(Source data)
-- Begin --

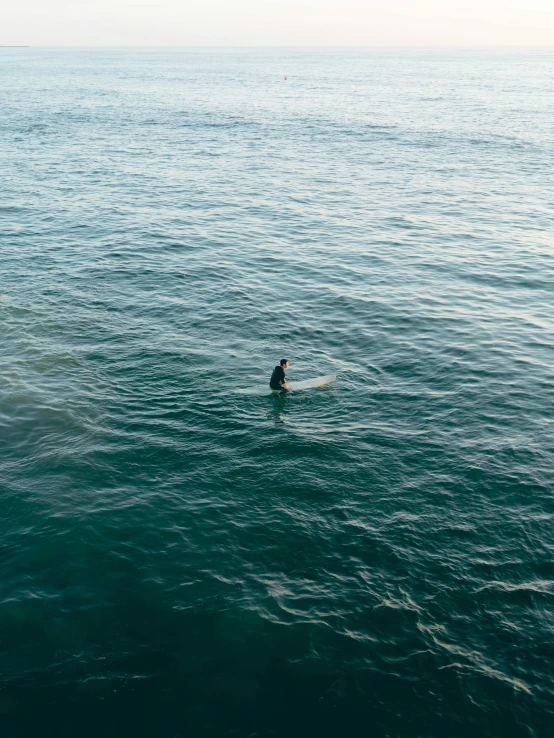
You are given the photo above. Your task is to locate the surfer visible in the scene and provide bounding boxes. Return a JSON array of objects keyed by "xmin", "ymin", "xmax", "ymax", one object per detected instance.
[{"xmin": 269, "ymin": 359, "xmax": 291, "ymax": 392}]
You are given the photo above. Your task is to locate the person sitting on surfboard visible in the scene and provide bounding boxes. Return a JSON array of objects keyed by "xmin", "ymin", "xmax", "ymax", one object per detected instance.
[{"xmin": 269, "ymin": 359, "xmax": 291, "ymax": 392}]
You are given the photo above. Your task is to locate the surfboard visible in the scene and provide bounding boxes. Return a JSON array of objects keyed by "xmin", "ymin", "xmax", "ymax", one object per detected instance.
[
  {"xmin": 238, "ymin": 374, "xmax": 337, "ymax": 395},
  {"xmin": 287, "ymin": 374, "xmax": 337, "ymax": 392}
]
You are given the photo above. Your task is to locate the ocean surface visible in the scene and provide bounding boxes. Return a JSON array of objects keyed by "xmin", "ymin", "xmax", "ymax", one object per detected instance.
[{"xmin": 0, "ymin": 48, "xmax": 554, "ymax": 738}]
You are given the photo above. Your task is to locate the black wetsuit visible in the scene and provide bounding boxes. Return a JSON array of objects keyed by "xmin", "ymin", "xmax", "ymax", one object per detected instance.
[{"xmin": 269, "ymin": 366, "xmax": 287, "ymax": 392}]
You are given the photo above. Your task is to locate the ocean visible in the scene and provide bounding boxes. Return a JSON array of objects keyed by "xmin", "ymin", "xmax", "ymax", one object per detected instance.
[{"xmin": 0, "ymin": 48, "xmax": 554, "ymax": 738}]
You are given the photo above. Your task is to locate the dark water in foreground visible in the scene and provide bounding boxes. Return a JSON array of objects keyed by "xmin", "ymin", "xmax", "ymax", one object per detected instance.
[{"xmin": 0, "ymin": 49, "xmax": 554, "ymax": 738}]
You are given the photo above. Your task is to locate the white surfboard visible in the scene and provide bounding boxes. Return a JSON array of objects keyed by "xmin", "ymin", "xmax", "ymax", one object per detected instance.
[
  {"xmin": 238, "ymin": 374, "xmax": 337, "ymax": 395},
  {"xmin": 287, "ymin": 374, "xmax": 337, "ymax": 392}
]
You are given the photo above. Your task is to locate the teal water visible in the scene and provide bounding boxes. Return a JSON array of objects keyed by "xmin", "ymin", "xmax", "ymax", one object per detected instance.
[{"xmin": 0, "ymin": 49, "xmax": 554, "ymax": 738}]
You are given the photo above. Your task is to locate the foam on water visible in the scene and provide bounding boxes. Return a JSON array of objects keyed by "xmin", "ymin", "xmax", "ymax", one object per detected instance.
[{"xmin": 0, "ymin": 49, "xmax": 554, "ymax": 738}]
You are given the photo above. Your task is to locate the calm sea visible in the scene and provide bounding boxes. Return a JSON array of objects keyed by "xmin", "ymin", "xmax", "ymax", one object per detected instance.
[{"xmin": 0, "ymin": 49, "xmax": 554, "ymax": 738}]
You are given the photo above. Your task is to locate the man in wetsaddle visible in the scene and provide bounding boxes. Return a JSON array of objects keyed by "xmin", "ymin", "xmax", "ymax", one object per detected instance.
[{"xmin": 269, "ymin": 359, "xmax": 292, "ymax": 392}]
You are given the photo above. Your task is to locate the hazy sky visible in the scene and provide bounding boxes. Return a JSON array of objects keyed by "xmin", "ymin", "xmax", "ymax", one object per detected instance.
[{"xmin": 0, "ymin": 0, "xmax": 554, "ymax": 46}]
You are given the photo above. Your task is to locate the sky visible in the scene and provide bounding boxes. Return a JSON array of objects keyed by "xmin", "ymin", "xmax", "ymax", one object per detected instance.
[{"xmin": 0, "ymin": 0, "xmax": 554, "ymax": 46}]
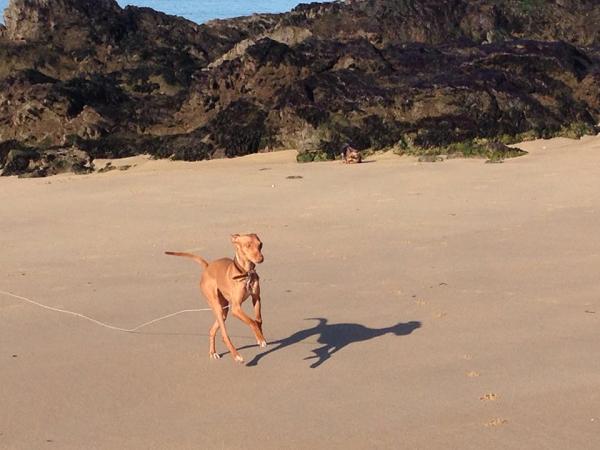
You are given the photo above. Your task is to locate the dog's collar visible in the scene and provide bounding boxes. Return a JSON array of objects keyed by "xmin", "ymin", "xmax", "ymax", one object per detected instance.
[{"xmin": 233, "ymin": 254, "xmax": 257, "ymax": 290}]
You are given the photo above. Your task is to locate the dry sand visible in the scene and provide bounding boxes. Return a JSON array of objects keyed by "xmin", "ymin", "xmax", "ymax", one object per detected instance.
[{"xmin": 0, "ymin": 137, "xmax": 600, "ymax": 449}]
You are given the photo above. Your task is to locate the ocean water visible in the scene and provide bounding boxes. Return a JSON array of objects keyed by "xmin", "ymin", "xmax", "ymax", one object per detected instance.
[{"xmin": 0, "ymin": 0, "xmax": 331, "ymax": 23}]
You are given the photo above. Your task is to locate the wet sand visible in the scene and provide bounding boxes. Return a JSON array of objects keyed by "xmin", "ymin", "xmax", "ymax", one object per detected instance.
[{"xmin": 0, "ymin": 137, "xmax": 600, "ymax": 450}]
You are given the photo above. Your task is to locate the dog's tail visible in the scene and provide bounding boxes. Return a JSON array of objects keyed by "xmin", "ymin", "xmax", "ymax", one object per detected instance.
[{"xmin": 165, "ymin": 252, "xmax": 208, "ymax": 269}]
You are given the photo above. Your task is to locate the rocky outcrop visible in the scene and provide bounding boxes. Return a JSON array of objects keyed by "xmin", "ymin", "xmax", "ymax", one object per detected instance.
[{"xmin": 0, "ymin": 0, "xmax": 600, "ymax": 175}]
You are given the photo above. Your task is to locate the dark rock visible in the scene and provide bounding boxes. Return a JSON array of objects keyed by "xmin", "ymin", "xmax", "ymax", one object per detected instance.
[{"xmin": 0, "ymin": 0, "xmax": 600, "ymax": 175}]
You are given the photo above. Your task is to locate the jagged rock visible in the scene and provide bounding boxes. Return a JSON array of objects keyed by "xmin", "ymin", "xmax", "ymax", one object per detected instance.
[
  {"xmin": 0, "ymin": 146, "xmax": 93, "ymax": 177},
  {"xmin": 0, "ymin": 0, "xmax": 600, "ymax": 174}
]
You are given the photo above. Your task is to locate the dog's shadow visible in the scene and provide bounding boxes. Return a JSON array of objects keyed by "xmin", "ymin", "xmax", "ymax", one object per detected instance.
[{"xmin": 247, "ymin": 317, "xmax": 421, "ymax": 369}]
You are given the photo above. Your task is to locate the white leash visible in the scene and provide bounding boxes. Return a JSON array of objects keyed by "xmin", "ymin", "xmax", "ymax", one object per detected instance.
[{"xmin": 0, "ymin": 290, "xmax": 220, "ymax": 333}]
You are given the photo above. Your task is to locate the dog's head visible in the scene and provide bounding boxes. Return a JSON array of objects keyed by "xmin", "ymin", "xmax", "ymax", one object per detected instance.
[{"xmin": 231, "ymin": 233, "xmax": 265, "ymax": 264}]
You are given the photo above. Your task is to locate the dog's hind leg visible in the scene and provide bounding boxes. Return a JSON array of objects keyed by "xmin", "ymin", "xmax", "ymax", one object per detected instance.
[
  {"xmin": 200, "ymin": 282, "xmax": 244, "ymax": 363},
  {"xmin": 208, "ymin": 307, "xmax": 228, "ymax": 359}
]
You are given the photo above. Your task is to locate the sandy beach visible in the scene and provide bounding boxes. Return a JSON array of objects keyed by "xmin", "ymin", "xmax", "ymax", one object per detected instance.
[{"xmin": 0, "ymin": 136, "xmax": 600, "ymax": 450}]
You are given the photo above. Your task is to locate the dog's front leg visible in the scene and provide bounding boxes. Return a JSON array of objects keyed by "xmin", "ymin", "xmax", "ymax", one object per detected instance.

-- End --
-- Begin --

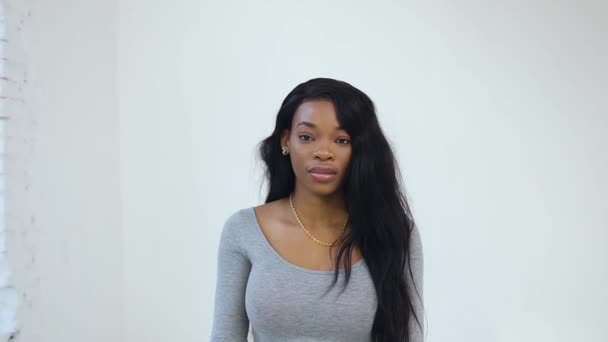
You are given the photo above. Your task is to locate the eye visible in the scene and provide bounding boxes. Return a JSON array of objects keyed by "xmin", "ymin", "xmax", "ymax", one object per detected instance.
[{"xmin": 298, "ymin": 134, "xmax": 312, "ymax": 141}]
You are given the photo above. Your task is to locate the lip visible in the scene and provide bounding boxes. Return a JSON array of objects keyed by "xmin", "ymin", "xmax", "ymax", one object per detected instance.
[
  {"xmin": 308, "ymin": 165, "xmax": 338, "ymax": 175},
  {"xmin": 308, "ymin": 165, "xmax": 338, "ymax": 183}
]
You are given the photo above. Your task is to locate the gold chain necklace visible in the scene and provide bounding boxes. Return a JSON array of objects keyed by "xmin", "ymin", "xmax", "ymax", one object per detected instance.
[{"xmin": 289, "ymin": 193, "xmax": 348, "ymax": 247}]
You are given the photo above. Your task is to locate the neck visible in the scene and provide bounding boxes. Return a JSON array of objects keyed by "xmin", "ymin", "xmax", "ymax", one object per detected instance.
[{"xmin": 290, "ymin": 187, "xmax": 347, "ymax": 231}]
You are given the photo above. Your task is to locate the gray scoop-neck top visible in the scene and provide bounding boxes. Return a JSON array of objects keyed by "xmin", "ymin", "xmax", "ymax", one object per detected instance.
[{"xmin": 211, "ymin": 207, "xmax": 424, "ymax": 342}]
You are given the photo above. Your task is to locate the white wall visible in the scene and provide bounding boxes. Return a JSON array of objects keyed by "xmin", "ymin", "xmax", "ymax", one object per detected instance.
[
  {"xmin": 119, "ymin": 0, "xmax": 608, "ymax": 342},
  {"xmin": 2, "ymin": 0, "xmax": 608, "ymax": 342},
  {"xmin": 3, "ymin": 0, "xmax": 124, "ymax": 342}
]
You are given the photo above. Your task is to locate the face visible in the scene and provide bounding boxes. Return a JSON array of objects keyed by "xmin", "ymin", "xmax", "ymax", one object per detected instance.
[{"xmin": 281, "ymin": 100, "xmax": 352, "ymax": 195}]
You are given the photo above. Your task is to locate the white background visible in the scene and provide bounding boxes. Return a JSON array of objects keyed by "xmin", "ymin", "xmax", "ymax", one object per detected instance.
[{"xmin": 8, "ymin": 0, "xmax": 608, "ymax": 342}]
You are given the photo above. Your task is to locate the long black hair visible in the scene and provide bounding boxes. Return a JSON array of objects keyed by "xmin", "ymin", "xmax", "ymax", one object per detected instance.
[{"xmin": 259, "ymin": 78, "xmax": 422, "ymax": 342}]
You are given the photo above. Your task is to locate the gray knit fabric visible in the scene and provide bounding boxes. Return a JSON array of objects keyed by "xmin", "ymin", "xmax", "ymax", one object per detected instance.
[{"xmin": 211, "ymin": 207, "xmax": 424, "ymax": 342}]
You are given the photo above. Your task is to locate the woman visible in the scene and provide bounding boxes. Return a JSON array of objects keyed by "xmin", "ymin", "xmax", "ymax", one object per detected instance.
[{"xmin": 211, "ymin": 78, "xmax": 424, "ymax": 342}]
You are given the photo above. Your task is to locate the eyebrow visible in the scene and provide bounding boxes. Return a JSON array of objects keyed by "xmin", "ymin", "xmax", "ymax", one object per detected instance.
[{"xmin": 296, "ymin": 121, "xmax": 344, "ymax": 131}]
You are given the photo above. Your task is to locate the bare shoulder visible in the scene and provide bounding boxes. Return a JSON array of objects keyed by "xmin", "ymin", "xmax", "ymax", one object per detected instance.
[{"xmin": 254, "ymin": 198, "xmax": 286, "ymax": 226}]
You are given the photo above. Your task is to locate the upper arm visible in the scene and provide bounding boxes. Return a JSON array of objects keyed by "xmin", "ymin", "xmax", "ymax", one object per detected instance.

-- End --
-- Begin --

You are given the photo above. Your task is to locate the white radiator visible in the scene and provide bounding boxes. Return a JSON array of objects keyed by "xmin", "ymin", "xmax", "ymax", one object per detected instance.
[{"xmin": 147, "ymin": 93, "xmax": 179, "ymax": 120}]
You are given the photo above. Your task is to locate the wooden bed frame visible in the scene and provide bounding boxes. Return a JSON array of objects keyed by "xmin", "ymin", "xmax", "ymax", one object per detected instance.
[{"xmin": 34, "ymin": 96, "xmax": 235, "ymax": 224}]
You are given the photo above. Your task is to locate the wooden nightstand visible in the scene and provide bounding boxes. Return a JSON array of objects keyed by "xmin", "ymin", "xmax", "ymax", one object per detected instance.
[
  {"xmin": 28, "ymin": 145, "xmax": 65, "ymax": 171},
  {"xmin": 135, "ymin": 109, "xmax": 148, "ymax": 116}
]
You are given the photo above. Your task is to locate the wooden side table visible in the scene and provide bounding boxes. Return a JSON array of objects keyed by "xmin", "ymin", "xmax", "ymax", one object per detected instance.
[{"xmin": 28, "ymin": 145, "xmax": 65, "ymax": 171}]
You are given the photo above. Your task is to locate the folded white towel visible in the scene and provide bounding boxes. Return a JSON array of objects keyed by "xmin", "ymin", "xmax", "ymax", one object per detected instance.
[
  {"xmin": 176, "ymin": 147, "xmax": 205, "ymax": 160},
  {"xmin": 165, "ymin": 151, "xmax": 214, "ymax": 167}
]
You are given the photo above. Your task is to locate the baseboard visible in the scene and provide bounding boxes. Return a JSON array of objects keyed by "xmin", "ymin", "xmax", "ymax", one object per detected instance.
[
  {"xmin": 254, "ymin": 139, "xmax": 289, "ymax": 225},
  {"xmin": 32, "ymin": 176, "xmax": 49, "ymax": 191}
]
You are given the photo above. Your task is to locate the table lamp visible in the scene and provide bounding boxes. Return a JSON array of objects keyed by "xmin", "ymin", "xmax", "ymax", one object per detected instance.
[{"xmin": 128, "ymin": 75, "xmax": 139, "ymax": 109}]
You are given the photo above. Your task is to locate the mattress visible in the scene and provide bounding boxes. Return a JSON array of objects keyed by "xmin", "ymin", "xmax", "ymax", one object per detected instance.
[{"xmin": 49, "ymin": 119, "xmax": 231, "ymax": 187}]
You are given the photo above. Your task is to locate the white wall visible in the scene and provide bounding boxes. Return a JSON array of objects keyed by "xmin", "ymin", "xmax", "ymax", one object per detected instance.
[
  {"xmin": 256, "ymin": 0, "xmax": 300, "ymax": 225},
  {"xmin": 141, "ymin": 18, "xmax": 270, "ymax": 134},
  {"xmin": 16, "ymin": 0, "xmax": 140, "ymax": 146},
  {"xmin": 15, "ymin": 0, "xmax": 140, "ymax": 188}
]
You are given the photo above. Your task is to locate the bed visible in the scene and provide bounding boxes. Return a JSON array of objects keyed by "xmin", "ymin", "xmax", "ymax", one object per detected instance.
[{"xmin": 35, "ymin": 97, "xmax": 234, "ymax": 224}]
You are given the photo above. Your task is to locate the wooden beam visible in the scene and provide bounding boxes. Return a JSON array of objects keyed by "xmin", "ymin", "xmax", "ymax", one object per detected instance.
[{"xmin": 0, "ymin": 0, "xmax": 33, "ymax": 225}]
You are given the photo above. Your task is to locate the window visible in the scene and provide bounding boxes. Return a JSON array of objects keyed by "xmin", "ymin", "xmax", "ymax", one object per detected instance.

-- End --

> **TO DO**:
Rewrite the records from the line containing "locate the bare" up to and including the line containing "locate the upper" as a JSON list of strings, one string per line, skipping any blank lines.

> **RESPONSE**:
[
  "You are given the photo above. Your task is to locate the bare shoulder visible in the scene and provide bounding boxes. Return a JSON array of objects keyed by \"xmin\", \"ymin\", \"xmax\", \"ymax\", one object per detected instance.",
  "[{\"xmin\": 254, \"ymin\": 198, \"xmax\": 286, \"ymax\": 226}]",
  "You are given the photo above. Your task is to locate the upper arm visible in the scene and provide bounding boxes. Return a JSON array of objects keyed by \"xmin\", \"ymin\", \"xmax\", \"ymax\", one object per detected instance."
]